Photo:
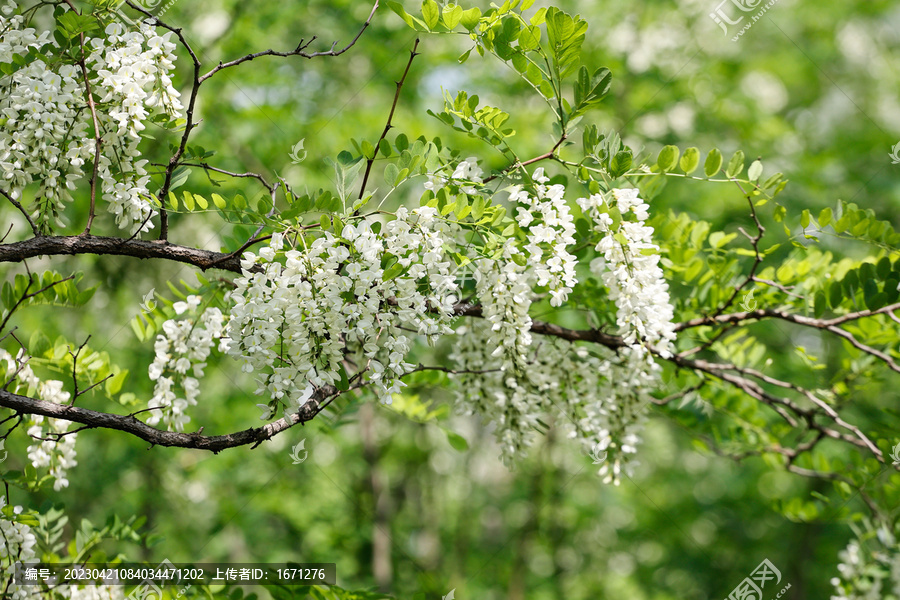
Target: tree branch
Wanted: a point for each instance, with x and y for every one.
(387, 127)
(129, 424)
(90, 244)
(298, 51)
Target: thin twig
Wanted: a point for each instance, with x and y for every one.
(387, 127)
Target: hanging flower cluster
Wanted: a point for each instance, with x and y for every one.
(872, 574)
(17, 544)
(551, 230)
(47, 134)
(517, 381)
(344, 301)
(57, 456)
(630, 268)
(181, 352)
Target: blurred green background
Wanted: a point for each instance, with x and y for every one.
(812, 88)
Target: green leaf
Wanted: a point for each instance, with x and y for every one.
(717, 239)
(478, 208)
(393, 271)
(735, 165)
(755, 170)
(179, 178)
(391, 173)
(471, 18)
(39, 343)
(530, 38)
(620, 164)
(820, 304)
(114, 384)
(713, 162)
(690, 160)
(452, 15)
(431, 13)
(668, 158)
(398, 8)
(457, 441)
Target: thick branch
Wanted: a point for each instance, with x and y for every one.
(90, 244)
(129, 424)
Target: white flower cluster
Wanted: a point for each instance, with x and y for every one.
(549, 223)
(869, 575)
(181, 351)
(615, 419)
(17, 544)
(515, 381)
(133, 80)
(48, 129)
(504, 289)
(630, 268)
(554, 378)
(299, 323)
(44, 453)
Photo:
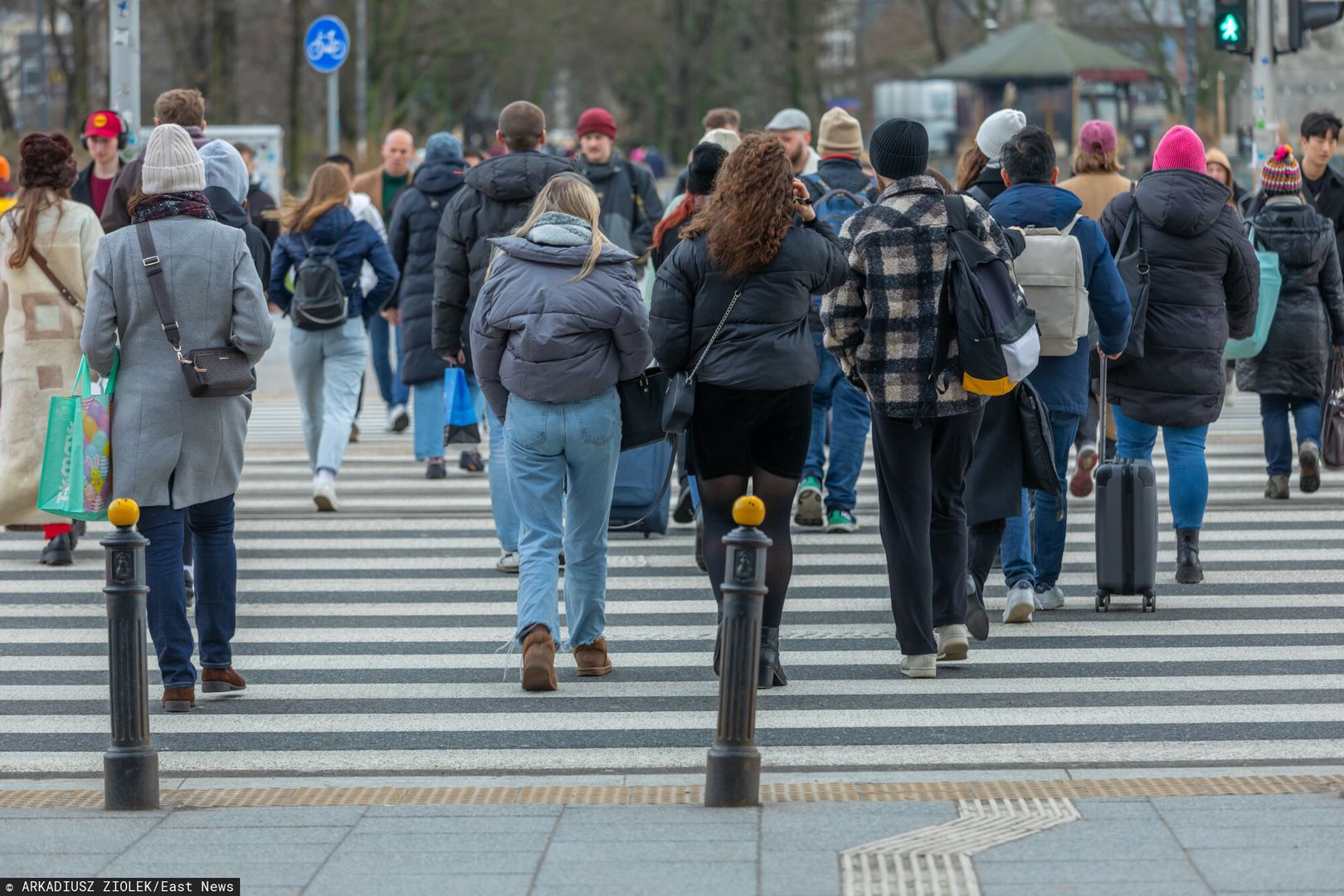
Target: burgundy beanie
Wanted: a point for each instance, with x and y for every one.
(597, 121)
(1181, 148)
(47, 160)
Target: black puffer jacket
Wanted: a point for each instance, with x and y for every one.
(413, 236)
(500, 195)
(1205, 286)
(765, 343)
(1311, 303)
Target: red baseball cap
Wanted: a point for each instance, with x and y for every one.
(102, 124)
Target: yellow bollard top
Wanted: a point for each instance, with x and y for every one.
(749, 511)
(124, 514)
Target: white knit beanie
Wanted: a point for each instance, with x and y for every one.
(997, 130)
(171, 163)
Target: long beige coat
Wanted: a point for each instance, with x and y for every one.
(39, 336)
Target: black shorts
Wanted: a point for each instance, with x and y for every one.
(734, 431)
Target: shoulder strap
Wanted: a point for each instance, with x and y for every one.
(41, 261)
(155, 271)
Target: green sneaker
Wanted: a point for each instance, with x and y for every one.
(841, 520)
(808, 504)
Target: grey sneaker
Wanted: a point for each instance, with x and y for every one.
(1053, 599)
(1022, 601)
(953, 642)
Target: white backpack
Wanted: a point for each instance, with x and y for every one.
(1050, 271)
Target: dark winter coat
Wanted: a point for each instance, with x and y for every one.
(544, 338)
(355, 243)
(1311, 304)
(1062, 382)
(1205, 286)
(765, 343)
(631, 204)
(499, 197)
(227, 212)
(411, 236)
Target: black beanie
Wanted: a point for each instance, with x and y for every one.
(899, 148)
(706, 160)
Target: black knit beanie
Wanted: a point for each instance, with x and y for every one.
(706, 160)
(899, 148)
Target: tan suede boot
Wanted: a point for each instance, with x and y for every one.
(538, 660)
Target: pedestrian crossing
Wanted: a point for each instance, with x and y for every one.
(368, 640)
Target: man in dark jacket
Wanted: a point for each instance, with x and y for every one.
(179, 106)
(411, 236)
(498, 197)
(104, 136)
(1032, 199)
(631, 204)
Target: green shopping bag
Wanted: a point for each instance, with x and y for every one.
(77, 462)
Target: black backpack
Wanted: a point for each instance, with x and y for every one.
(320, 299)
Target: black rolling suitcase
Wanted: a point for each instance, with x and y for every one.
(1127, 525)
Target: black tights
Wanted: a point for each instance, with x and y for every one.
(717, 497)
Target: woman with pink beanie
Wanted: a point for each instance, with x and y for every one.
(1203, 288)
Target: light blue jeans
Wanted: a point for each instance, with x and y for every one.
(329, 366)
(548, 445)
(1187, 472)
------------------------------------
_AUFGABENSTELLUNG_. Schreibe die Zeilen der Auflistung zwischen der Zeile mit „Target: black shorts“ und der Zeile mit „(1050, 271)“, beide eingeschlossen, als nummerierte Liste um. Lass dabei Leerzeilen weg.

_ERGEBNIS_.
1. Target: black shorts
2. Wanted: a point for each instance, with x and y for every one.
3. (734, 431)
4. Target: shoulder strap
5. Wanted: a point for each instance, with x and y for every one.
6. (41, 261)
7. (155, 271)
8. Target: green sneaker
9. Wanted: a point for each instance, with x and y for every one.
10. (841, 520)
11. (808, 504)
12. Target: grey sneaker
13. Wanted: a point for each instance, with x and y for every one.
14. (1053, 599)
15. (1022, 601)
16. (953, 642)
17. Target: white backpack
18. Wanted: a point for each instance, with x and y for every one.
19. (1050, 271)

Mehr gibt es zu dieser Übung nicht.